» **Work instructions**:
Write out every entry below exactly as it appears. Pictures do not belong in the copy.

» **Region pointing data**:
━━━━━━━━━━━━━━━━━━━━

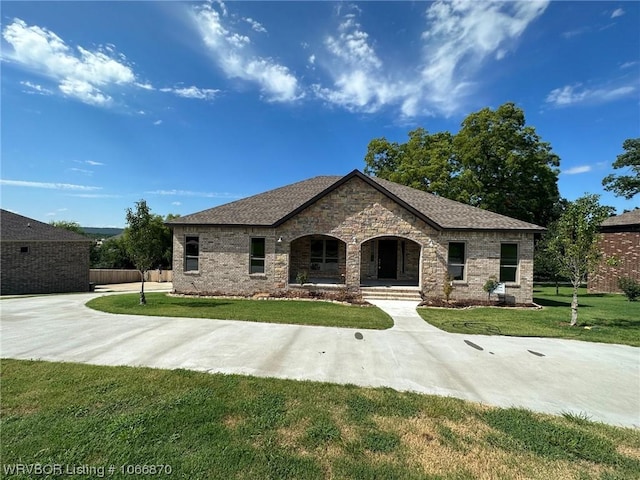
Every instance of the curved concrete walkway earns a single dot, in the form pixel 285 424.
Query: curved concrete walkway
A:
pixel 547 375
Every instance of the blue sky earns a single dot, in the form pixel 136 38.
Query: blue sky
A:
pixel 191 105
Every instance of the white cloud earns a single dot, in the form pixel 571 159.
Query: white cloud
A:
pixel 256 26
pixel 458 39
pixel 618 12
pixel 193 92
pixel 189 193
pixel 35 88
pixel 47 185
pixel 576 94
pixel 231 53
pixel 577 170
pixel 81 74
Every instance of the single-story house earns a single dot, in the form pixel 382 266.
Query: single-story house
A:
pixel 40 258
pixel 620 247
pixel 353 231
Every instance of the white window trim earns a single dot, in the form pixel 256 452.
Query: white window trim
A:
pixel 516 281
pixel 463 264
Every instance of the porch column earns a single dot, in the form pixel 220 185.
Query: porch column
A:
pixel 352 274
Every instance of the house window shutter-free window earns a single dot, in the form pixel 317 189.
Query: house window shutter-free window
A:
pixel 509 262
pixel 192 254
pixel 456 260
pixel 257 255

━━━━━━━━━━━━━━━━━━━━

» **Exercise answer**:
Every instance of the curved concrete walkway earns a single dot, in the form pixel 285 424.
Query: curved concrete walkway
A:
pixel 547 375
Every instance of the blue sky earns a single dot, in the form pixel 136 38.
Query: blue sky
A:
pixel 191 105
Every instance of the white cloud earns a single dot, in the form pixel 571 159.
Query: white cloud
A:
pixel 256 26
pixel 458 39
pixel 618 12
pixel 193 92
pixel 189 193
pixel 35 88
pixel 47 185
pixel 576 94
pixel 231 53
pixel 577 170
pixel 81 74
Every instance of the single-story house earns a single dot, in the form pixel 382 266.
Query: single-story house
A:
pixel 40 258
pixel 620 247
pixel 353 231
Every instance of the white window trim earns a single dot, in the form pixel 256 452.
Query: white window trim
A:
pixel 516 281
pixel 463 264
Every instance of the porch column earns a single dot, in the form pixel 220 185.
Query: porch column
A:
pixel 352 274
Every instance of the house window shutter-free window earns a single dot, in the form pixel 317 189.
Query: house window shutter-free window
A:
pixel 509 262
pixel 192 254
pixel 456 260
pixel 257 255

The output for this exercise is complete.